Trascrivi tutte le voci qui sotto riga per riga, senza alcuna modifica.

[Voci di dati]
_ _ _ _ _ _ _

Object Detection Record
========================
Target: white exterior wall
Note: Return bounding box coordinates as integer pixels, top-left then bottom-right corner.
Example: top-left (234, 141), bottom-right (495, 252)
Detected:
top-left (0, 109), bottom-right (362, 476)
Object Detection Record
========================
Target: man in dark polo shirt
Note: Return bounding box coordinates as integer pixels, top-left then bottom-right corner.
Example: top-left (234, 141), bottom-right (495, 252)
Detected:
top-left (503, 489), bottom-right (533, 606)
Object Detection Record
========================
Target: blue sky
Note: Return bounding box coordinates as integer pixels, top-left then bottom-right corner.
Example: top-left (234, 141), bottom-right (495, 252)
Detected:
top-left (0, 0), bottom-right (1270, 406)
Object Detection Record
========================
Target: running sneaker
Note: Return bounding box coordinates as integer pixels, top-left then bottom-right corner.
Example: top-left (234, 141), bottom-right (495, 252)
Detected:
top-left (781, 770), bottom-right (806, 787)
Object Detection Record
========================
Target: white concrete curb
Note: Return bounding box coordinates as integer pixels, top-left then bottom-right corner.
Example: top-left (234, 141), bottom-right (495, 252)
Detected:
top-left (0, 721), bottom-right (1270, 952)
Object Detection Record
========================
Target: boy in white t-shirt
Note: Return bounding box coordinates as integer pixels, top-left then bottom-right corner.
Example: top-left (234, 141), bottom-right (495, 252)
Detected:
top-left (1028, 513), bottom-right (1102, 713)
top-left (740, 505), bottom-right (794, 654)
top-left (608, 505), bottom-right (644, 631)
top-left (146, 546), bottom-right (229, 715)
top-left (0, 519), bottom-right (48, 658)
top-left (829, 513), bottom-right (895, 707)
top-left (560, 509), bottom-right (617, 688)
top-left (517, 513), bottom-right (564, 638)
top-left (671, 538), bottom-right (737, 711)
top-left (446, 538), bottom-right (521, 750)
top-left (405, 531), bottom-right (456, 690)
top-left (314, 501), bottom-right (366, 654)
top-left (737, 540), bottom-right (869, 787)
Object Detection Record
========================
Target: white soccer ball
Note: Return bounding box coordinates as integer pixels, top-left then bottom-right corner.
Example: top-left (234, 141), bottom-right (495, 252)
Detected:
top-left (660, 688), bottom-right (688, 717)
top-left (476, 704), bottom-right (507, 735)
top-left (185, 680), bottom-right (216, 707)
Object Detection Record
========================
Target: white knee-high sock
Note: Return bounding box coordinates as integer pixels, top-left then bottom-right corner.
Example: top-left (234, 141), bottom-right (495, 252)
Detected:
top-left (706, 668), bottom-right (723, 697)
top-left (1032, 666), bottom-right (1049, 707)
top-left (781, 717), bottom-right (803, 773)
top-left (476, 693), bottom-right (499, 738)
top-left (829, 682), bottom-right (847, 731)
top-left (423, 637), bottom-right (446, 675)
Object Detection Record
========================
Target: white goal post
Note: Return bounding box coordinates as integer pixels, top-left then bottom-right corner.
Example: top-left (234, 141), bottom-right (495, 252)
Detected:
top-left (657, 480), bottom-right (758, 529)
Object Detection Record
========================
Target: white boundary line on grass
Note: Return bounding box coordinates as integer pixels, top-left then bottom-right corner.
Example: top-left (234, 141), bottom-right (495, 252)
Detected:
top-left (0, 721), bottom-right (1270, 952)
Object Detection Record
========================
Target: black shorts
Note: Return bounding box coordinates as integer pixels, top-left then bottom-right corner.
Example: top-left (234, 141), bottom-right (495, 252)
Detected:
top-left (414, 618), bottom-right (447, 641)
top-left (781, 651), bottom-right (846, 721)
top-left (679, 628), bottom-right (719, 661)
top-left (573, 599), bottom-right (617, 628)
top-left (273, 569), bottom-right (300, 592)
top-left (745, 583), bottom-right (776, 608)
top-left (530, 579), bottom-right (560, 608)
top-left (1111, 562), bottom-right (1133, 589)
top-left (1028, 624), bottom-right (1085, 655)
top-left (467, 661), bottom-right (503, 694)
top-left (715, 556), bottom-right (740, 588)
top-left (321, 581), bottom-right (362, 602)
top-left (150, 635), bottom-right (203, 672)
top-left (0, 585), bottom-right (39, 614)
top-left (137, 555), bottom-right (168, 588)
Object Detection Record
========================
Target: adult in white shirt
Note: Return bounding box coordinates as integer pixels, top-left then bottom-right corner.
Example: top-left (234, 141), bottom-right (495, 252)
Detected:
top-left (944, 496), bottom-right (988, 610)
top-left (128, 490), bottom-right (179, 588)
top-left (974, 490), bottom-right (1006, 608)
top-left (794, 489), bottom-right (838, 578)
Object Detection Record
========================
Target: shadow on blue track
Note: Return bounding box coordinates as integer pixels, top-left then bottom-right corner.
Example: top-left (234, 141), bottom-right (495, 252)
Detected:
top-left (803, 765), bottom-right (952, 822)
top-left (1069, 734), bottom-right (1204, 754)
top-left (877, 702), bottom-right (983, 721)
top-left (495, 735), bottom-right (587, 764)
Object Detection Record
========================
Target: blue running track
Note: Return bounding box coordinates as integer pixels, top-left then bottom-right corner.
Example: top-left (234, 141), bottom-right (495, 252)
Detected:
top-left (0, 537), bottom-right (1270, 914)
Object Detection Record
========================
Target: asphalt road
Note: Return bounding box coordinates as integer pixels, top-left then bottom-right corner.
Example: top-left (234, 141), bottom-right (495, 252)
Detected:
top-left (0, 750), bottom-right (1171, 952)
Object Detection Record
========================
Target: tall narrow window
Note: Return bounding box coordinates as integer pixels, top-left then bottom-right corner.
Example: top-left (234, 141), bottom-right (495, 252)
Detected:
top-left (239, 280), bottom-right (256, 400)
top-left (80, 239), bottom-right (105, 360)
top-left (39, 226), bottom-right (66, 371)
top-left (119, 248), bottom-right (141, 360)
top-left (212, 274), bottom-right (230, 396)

_ _ _ _ _ _ _

§ **Soluzione del problema**
Object Detection Record
========================
Target: white exterior wall
Note: Return bounding box coordinates as integer pixels, top-left then bottom-right corner.
Example: top-left (234, 141), bottom-right (495, 252)
Detected:
top-left (0, 109), bottom-right (362, 476)
Object Detection Record
========================
Target: man in dark polo shirt
Note: Return bounding box coordinates as integer pixels, top-left then bottom-right corner.
Example: top-left (234, 141), bottom-right (495, 252)
Detected:
top-left (503, 489), bottom-right (533, 606)
Object Detection Record
========================
Target: blue sky
Note: Return bounding box coordinates as integer pixels, top-left then bottom-right corner.
Example: top-left (234, 141), bottom-right (495, 252)
Detected:
top-left (0, 0), bottom-right (1270, 406)
Object Detection Record
========================
Target: running sneaker
Note: Return bounding box coordinates as integer pixels, top-left then bottom-right corner.
Example: top-left (234, 141), bottom-right (495, 252)
Detected:
top-left (781, 770), bottom-right (806, 787)
Object Detection Record
========================
Target: white concrete curb
Note: Return bounding box coordinates as integer pixels, top-left then bottom-right corner.
Example: top-left (234, 141), bottom-right (495, 252)
Detected:
top-left (0, 721), bottom-right (1270, 952)
Object Detection Record
========================
Target: boy in white t-shirt
Note: Return bounding box coordinates as integer pixels, top-left then bottom-right corner.
Example: top-left (234, 141), bottom-right (495, 252)
Detected:
top-left (1028, 513), bottom-right (1102, 713)
top-left (740, 505), bottom-right (794, 654)
top-left (608, 505), bottom-right (644, 631)
top-left (146, 546), bottom-right (229, 715)
top-left (0, 519), bottom-right (48, 658)
top-left (829, 513), bottom-right (895, 707)
top-left (560, 509), bottom-right (617, 688)
top-left (517, 513), bottom-right (564, 638)
top-left (671, 538), bottom-right (737, 711)
top-left (446, 538), bottom-right (521, 750)
top-left (405, 531), bottom-right (456, 690)
top-left (314, 501), bottom-right (366, 654)
top-left (737, 540), bottom-right (869, 787)
Object Detection Record
========================
Target: white soccer ball
Note: Return bounding box coordinates as integer pixels, top-left then bottom-right corner.
Example: top-left (234, 141), bottom-right (495, 252)
Detected:
top-left (660, 688), bottom-right (688, 717)
top-left (476, 704), bottom-right (507, 735)
top-left (185, 680), bottom-right (216, 707)
Object Detection Record
========================
Target: white knee-high sock
Note: Return bounding box coordinates as integer pixels, top-left then bottom-right corner.
Example: top-left (234, 141), bottom-right (495, 252)
Detected:
top-left (706, 668), bottom-right (723, 697)
top-left (1032, 666), bottom-right (1049, 707)
top-left (781, 717), bottom-right (803, 773)
top-left (476, 693), bottom-right (499, 738)
top-left (829, 682), bottom-right (847, 731)
top-left (423, 637), bottom-right (446, 675)
Object Detection Record
========================
Target: white goal post
Note: Return bounding box coordinates as integer pixels, top-left then bottom-right corner.
Example: top-left (234, 141), bottom-right (495, 252)
Detected:
top-left (657, 480), bottom-right (758, 529)
Object Detection Record
========================
Target: white boundary line on grass
Note: Return bounding box coordinates as integer pixels, top-left then bottom-right corner.
Example: top-left (234, 141), bottom-right (495, 252)
Detected:
top-left (0, 721), bottom-right (1270, 952)
Object Detection Record
========================
Target: black shorts
Note: Return bounding box coordinates as integer pixels, top-left then bottom-right corner.
Example: top-left (234, 141), bottom-right (495, 252)
Detected:
top-left (414, 618), bottom-right (447, 641)
top-left (781, 651), bottom-right (846, 721)
top-left (679, 628), bottom-right (719, 661)
top-left (573, 599), bottom-right (617, 628)
top-left (273, 569), bottom-right (300, 592)
top-left (745, 583), bottom-right (776, 608)
top-left (530, 579), bottom-right (560, 608)
top-left (1111, 562), bottom-right (1133, 589)
top-left (1028, 624), bottom-right (1085, 655)
top-left (467, 661), bottom-right (503, 694)
top-left (715, 556), bottom-right (740, 588)
top-left (321, 581), bottom-right (362, 602)
top-left (150, 635), bottom-right (203, 672)
top-left (0, 585), bottom-right (39, 614)
top-left (137, 555), bottom-right (168, 588)
Object Detection Record
========================
Target: adult in white shirt
Note: Return bounding box coordinates as integer pixels, top-left then bottom-right corner.
Example: top-left (234, 141), bottom-right (495, 252)
Detected:
top-left (944, 496), bottom-right (988, 610)
top-left (128, 490), bottom-right (179, 588)
top-left (974, 490), bottom-right (1006, 608)
top-left (794, 489), bottom-right (838, 578)
Object Detection Record
========================
Target: shadow on blue track
Note: Return bounding box coordinates as integer pixels, top-left then bottom-right corner.
Example: top-left (234, 141), bottom-right (495, 252)
Detected:
top-left (803, 765), bottom-right (952, 822)
top-left (1069, 734), bottom-right (1204, 754)
top-left (877, 702), bottom-right (983, 721)
top-left (495, 735), bottom-right (587, 764)
Object Detection Record
========================
Target: blue running track
Note: Return bounding box coordinates as integer pixels, top-left then bottom-right corner.
Example: top-left (234, 141), bottom-right (495, 252)
Detected:
top-left (0, 537), bottom-right (1270, 914)
Object Detection Record
========================
Target: asphalt road
Note: Return bounding box coordinates as integer pixels, top-left then bottom-right corner.
Example: top-left (234, 141), bottom-right (495, 252)
Detected:
top-left (0, 750), bottom-right (1171, 952)
Object Detection Record
========================
Target: tall narrow window
Note: Return bounding box coordinates as integer pixels, top-left then bottom-right corner.
Example: top-left (234, 141), bottom-right (495, 252)
Detected:
top-left (239, 280), bottom-right (256, 400)
top-left (80, 239), bottom-right (105, 360)
top-left (39, 226), bottom-right (66, 371)
top-left (119, 248), bottom-right (141, 360)
top-left (212, 274), bottom-right (230, 396)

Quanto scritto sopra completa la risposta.